— SET EXERCISE 1 —
Using the forum post about Elderfield below, say whether each statement agrees with it. Answer yes or no for each, and quote the words of the post that decide it. (a) Elderfield had been in the job for six months. (b) The poster reports that the Quinn issue would be resolved on Monday with the appointment of an official Administrator. (c) Two other companies that recently breached the 150% solvency requirement took several months to get back in line.
— SET EXERCISE 2 —
Pick out every line in the records below that contains the string "person", and copy each one out.

— TEXT SEGMENT —
(begin)

# Elderfield at the Dail Committee



## Brendan Burgess (15 Apr 2010)

I watched this yesterday afternoon, and this is my take on it. The full minutes will be issued later on www.oireachtas.ie .

*Overall approach *
  He was very impressive, not just in what he said, but the way he said it. 

  He was very clear. He was very direct. He didn’t mince his words. He did not feel obliged to tell the TDs and Senators what they wanted to hear. 

  Anyone listening to him would be left in no doubt that he means business. 

  He is also very clever. He is only three months in the job and is absolutely on top of his brief. Many of the issues he has to deal with are complicated and he only twice referred to his two colleagues and then only to confirm his own understanding of some minor detail. 

  He was asked if there had been any political intervention and he said that there had not been. But he is reasonable and he will listen to people e.g. the deputations about Quinn. But I got the impression that such delegations were going to listen to him explaining why he had to do what he had to do, rather than he hearing from them.


*Quinn Insurance *
  He said in his introduction that he did not want to talk about Quinn but that he would come back at a later stage and discuss it in detail. But almost every member asked him about it anyway and he answered their questions as far as he could. 

  He was asked if he was not being a bit heavy handed. He said that he was not.

  On no fewer than three occasions, he said 
  “We had a Persistent and serious breach of the solvency requirements by a major 
  insurance company over many years”  No mincing of words here. 

  He said that the issue will be resolved on Monday with the appointment of an official Administrator. 

  He was challenged on this on the grounds that he was prejudging the outcome. He was clear that there was not sufficient reserves and his position would change only if someone came up with the money and so far, no one had done so. He actually said “Show me the Money!” 

  A Cavan based senator said that he was giving the banks until the end of the year to sort out their capital position but he was giving Quinn only one week. He replied that the reserve requirements for the banks were new and higher. The solvency requirements for Quinn were not new and were the same for all insurance companies. They had been persistently in breach. Interestingly two other companies breached the 150% solvency requirement recently, but they brought it back in line within days.

(end)

— INPUT FOR THIS TASK —
(begin)

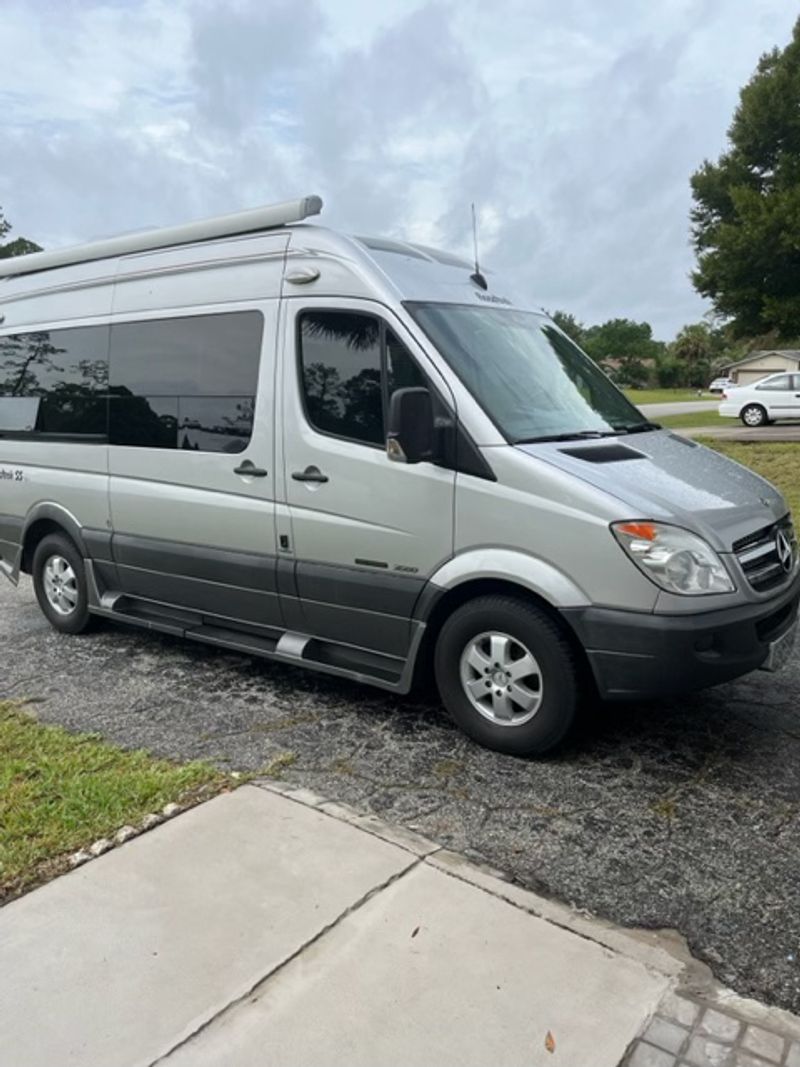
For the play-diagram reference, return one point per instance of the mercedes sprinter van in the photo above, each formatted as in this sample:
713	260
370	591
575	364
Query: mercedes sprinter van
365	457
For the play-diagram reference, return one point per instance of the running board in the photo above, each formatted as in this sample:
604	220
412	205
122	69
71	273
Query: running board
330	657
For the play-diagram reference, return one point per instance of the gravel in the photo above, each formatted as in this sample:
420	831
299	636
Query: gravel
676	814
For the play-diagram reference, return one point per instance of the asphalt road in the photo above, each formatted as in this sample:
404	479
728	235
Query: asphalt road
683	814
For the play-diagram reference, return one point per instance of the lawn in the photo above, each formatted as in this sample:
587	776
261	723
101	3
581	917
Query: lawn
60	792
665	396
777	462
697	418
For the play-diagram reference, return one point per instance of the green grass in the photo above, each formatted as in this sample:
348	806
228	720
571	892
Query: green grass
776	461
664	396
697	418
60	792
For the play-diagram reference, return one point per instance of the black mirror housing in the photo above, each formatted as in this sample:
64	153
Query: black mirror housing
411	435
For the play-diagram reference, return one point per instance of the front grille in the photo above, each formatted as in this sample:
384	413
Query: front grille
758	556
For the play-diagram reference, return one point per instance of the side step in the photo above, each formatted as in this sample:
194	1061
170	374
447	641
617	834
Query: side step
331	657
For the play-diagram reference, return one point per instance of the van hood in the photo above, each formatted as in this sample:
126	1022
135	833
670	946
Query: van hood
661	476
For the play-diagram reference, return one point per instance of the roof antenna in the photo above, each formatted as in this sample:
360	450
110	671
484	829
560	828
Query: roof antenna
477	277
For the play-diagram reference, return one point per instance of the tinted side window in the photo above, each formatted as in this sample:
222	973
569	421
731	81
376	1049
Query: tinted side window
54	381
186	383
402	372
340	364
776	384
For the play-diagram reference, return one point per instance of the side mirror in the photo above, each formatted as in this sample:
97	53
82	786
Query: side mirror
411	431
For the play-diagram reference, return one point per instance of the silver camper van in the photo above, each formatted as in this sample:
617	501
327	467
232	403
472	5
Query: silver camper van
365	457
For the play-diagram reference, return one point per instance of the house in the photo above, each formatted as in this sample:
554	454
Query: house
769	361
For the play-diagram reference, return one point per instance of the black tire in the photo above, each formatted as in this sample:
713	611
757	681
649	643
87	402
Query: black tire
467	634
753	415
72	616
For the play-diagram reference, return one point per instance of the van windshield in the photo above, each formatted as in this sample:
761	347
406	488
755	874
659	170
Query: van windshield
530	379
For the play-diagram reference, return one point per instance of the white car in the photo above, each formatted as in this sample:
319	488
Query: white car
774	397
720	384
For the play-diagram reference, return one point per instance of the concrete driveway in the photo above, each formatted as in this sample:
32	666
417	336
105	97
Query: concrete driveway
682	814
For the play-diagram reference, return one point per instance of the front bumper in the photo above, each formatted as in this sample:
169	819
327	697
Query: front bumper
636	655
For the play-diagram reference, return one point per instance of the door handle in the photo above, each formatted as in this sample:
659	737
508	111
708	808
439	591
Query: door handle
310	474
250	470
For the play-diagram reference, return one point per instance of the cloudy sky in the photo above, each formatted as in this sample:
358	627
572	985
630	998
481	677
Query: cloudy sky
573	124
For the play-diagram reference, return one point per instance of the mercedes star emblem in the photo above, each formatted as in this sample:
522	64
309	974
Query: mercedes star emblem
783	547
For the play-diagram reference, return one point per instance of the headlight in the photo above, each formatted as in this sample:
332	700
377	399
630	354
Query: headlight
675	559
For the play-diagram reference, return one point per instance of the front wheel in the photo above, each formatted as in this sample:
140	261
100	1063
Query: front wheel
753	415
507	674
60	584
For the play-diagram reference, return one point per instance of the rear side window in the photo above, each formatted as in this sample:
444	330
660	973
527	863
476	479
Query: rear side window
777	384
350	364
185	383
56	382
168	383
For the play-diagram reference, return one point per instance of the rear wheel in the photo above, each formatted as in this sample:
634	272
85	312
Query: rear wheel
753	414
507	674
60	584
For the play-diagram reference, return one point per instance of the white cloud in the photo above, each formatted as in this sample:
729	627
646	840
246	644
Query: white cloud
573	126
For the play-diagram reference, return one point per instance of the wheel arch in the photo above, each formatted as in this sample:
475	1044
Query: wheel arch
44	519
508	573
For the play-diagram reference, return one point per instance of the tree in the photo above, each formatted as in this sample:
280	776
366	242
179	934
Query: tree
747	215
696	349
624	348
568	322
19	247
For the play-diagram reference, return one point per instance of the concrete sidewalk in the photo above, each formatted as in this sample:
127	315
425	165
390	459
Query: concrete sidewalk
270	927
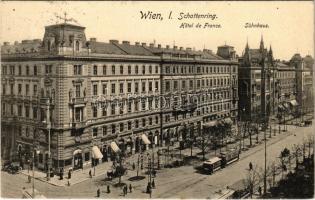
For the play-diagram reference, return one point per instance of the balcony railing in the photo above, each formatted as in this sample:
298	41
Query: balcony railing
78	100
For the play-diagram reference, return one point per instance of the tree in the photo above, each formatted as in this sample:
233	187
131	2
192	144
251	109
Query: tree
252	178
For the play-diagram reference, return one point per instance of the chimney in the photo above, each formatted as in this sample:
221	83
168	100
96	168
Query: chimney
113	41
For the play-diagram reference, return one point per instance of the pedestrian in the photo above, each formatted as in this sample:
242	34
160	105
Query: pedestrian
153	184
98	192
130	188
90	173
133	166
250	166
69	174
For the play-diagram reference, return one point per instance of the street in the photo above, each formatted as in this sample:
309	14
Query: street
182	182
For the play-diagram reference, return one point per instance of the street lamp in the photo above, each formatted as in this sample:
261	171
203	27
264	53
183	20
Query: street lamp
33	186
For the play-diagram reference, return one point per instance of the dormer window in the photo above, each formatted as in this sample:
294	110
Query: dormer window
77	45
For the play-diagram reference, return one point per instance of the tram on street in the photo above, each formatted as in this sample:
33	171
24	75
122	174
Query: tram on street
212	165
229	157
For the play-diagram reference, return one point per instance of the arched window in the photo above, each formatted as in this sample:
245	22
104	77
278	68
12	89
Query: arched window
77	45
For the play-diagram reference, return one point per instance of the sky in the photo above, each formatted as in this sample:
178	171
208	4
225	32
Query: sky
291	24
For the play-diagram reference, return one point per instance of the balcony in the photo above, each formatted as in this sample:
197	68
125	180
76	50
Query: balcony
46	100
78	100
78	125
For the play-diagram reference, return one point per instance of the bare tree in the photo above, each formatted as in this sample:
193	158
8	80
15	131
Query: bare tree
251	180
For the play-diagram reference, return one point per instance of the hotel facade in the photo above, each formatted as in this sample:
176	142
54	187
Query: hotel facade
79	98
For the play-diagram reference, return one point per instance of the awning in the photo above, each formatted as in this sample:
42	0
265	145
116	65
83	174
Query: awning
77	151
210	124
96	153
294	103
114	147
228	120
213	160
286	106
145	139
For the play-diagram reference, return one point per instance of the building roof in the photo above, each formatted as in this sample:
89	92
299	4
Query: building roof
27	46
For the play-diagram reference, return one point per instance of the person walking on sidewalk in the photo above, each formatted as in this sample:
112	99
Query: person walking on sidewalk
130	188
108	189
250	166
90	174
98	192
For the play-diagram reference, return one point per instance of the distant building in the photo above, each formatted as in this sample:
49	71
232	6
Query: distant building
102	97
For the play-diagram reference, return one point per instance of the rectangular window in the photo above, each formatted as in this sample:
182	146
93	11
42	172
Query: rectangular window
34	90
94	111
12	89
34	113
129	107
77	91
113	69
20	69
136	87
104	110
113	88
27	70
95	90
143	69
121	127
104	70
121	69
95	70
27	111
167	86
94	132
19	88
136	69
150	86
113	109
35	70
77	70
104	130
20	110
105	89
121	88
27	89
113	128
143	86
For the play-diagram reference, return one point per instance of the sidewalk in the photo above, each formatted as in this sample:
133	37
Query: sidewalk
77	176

(end)
(begin)

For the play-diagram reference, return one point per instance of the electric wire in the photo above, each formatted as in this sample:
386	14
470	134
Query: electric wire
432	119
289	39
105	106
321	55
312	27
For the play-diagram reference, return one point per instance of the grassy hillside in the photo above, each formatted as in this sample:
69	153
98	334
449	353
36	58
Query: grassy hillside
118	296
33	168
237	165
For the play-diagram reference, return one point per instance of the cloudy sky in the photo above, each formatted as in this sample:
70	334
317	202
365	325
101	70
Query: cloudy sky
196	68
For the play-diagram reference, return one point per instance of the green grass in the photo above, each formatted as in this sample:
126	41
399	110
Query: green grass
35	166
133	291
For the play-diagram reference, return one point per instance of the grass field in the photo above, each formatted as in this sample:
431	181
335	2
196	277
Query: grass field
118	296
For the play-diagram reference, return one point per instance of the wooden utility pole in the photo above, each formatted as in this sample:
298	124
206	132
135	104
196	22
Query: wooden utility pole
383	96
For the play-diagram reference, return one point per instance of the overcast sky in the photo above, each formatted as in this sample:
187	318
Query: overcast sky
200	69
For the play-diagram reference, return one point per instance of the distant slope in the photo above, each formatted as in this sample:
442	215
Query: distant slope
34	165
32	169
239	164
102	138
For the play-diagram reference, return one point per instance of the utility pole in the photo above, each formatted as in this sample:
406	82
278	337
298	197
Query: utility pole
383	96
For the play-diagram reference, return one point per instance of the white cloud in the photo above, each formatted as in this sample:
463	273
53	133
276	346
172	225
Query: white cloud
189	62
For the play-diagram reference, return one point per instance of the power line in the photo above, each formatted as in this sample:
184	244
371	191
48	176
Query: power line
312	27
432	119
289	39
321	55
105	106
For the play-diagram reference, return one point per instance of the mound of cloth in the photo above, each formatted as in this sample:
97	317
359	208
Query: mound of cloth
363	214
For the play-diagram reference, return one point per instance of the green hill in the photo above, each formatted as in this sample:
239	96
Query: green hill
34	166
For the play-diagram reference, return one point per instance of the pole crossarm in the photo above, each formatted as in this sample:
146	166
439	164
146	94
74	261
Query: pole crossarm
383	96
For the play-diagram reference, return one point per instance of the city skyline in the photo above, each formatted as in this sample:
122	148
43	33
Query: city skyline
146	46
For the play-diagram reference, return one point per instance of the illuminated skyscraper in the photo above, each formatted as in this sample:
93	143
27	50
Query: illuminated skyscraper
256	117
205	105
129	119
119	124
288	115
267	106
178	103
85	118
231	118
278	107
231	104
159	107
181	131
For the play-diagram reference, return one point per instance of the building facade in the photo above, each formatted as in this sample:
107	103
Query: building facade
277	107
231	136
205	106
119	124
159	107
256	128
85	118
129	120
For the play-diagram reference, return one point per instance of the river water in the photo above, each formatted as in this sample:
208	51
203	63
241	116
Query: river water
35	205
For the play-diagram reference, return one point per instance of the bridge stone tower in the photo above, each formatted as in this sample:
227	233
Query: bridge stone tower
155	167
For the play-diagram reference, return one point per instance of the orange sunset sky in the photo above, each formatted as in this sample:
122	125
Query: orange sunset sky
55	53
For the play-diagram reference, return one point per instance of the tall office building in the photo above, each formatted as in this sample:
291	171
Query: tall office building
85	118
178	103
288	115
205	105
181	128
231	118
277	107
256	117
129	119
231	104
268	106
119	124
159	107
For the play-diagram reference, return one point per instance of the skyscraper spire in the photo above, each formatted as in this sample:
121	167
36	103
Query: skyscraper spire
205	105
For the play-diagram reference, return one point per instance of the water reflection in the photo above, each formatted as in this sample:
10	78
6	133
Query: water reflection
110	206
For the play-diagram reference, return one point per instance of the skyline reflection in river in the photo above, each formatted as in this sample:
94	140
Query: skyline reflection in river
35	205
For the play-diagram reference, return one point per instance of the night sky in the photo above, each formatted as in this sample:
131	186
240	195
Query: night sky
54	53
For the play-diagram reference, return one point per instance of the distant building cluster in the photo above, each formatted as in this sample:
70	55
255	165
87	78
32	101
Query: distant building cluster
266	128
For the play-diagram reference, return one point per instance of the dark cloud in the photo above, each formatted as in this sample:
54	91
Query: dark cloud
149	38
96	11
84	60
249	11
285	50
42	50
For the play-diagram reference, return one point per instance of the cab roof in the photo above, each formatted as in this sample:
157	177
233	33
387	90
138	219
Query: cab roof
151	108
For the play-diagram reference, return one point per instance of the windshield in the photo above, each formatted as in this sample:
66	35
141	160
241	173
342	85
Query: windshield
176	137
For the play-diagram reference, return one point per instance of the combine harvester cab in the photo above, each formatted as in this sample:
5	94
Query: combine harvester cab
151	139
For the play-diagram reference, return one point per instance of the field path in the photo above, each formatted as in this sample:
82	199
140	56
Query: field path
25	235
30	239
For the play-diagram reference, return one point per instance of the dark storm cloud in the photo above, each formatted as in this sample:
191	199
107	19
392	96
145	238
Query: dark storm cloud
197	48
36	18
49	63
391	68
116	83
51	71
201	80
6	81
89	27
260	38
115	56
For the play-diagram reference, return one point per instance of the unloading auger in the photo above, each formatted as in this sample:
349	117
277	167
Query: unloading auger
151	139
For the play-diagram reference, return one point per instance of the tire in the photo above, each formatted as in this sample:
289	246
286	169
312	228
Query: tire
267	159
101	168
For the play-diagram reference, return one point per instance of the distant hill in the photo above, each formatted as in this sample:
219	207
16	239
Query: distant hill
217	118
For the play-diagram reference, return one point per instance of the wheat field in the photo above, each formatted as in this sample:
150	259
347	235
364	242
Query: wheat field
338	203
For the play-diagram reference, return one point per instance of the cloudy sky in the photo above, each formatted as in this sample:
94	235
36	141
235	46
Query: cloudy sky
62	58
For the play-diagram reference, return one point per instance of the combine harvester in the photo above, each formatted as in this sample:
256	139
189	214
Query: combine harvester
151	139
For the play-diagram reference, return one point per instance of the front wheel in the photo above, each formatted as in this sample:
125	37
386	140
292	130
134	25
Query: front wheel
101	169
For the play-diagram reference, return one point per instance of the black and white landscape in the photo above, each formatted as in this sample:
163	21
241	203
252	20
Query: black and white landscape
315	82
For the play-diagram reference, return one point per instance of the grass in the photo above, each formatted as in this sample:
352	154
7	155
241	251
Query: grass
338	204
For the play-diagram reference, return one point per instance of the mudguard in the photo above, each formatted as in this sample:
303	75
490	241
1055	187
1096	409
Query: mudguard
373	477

(end)

— CORRECT ANSWER 1 —
(a) No: "He is only three months in the job"
(b) Yes: "He said that the issue will be resolved on Monday with the appointment of an official Administrator."
(c) No: "they brought it back in line within days"

— CORRECT ANSWER 2 —
For the play-diagram reference, return one point per instance of the person walking on sidewalk in the photo above, each formatted as in this sample:
Query: person walking on sidewalk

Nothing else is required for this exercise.